Given problem
Can you collect every line in the material below that contains the string "instance", with matching case?

* Start Given records *

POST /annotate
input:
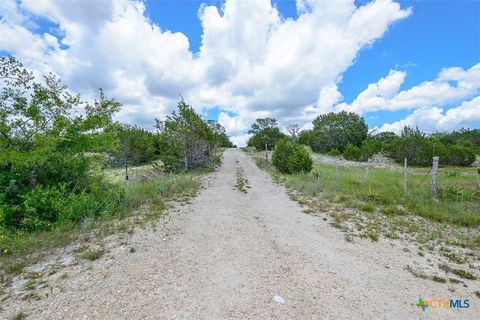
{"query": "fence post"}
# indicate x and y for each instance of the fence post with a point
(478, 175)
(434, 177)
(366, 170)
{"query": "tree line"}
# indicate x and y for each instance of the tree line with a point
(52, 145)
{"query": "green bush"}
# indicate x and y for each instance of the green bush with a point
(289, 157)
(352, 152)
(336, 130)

* End Given records *
* Start Given records *

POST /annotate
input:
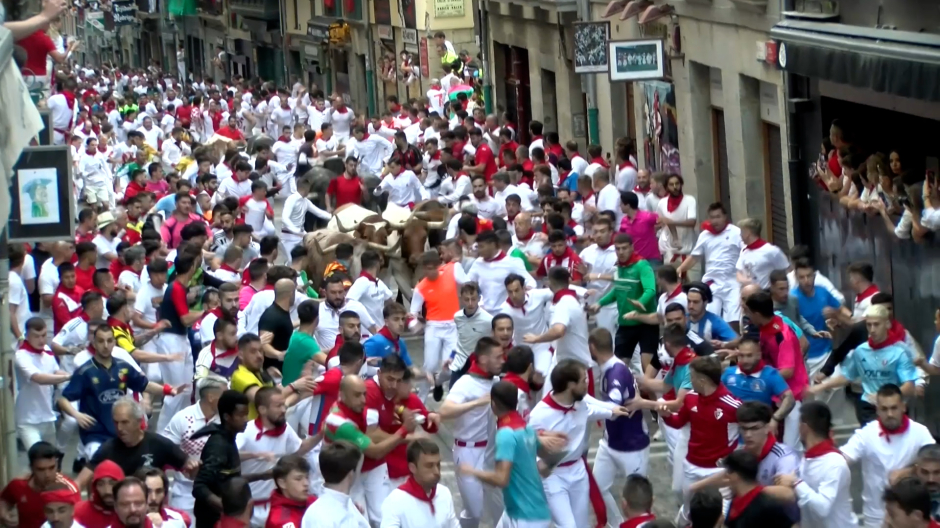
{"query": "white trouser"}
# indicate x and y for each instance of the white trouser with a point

* End Given records *

Answer
# indicate x and y for each instance of the fence post with a point
# indicate x and y for each instance of the tree line with a point
# indicate x and y for each instance of the green bush with a point
# indicate x and y for each instance of the white trouser with a point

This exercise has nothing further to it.